## WORKING DATA

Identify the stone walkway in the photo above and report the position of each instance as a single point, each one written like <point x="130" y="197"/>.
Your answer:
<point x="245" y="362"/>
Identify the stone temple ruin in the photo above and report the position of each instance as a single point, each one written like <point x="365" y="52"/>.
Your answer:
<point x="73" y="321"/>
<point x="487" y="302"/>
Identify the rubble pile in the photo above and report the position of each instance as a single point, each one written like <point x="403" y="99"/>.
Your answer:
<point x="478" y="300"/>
* * *
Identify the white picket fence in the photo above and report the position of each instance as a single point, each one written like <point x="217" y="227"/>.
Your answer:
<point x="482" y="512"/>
* * *
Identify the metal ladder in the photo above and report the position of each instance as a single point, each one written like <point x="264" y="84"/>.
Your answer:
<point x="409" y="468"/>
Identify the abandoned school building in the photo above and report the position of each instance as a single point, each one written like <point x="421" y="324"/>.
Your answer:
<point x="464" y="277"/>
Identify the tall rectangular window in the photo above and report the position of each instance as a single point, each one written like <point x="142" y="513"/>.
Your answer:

## EXERCISE
Go through the listing above and copy each line where the string "Identify" appears.

## TASK SOLUTION
Identify the stone walkway in the photo above and report the position of each instance as a single point, each one written like <point x="130" y="197"/>.
Identify the stone temple ruin in the photo above and report the position of each instance as a single point, each one written like <point x="365" y="52"/>.
Identify the rubble pile in the photo above and report the position of each instance as a single point, each one written like <point x="403" y="99"/>.
Identify the white picket fence in the photo above and report the position of each instance as a single point, each one written like <point x="217" y="227"/>.
Identify the metal ladder in the photo above and report the position of each instance as a single point, each one written like <point x="264" y="84"/>.
Identify the abandoned school building in the photo above and report the position of each instance as a single point, each one written like <point x="421" y="324"/>.
Identify the tall rectangular window in the photo above and report the position of each instance as a single point, each one written like <point x="142" y="513"/>.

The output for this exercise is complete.